About this task:
In the kennel cough text below, copy everything from "How to Prevent" down to "and dog parks.", replacing "dog parks" with "grooming salons".

Extract provided:
--------------------------------

All dog owners know about the dreaded kennel cough, a canine illness that’s similar to the common cold for humans. Although this sickness is easily spread among dogs, it’s a common issue that has known preventions and treatments. Keep reading to learn more about this condition and how you can keep your dog safe from it.
What is Kennel Cough?
Kennel cough is a condition brought on by an infection or bacteria that causes a dog’s trachea and bronchi to become inflamed. This condition is highly contagious among dogs so vaccination and separation are key defenses. Kennel cough can be spread through the air as well as through direct contact with the saliva or mucus from a sick dog. Because it spreads so easily, infected dogs must be quarantined away from their litters or kennels.
How to Prevent Kennel Cough
Kennel cough can be prevented by vaccinating your dogs against the illness. This is especially important if your dog spends a lot of time in heavily populated canine spaces such as kennels, doggy daycares, obedience classes, and dog parks.
In addition to vaccinating your dog against kennel cough, only board your dog at reputable kennels that require proof of vaccination. You should also keep your dog from playing with other dogs that are sick or showing signs of illness. Likewise, if you notice symptoms of kennel cough in your dog, quarantine them at home while they recover to prevent the disease from spreading.
Kennel Cough Symptoms
As seen in its name, one of the main symptoms of kennel cough is a dry, honking cough. However, signs of infection can also include the following symptoms:
White foam-like substance from mouth
Mucus discharge from eyes
Decline in energy
Once symptoms are noticed, you should immediately move your dog to a comfortable area that is away from other dogs in your home or kennel.
Kennel Cough Treatment
If your dog begins showing signs of kennel cough, you should take it to a veterinarian as soon as possible for an examination. Usually, vets can diagnose your dog with a simple exam that doesn’t involve extensive testing. Antibiotics and anti-inflammatories may then be prescribed to help your dog recover. Kennel cough cases tend to be mild and generally go away after 2 or 3 weeks. However, it can last 4 to 6 weeks depending on the severity of the infection.

--------------------------------

Extracted records:
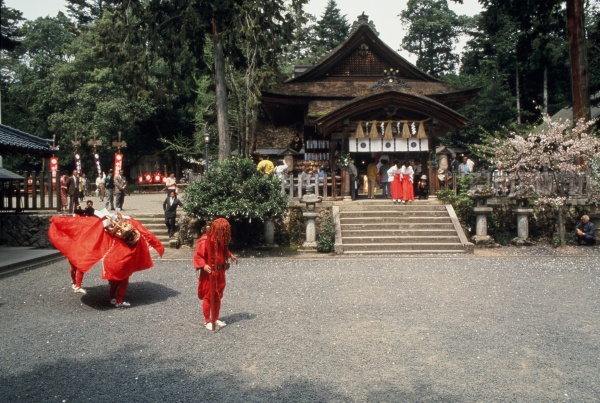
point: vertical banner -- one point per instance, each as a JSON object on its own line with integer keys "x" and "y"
{"x": 118, "y": 162}
{"x": 97, "y": 162}
{"x": 78, "y": 163}
{"x": 54, "y": 170}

--------------------------------

Answer to this task:
How to Prevent Kennel Cough
Kennel cough can be prevented by vaccinating your dogs against the illness. This is especially important if your dog spends a lot of time in heavily populated canine spaces such as kennels, doggy daycares, obedience classes, and grooming salons.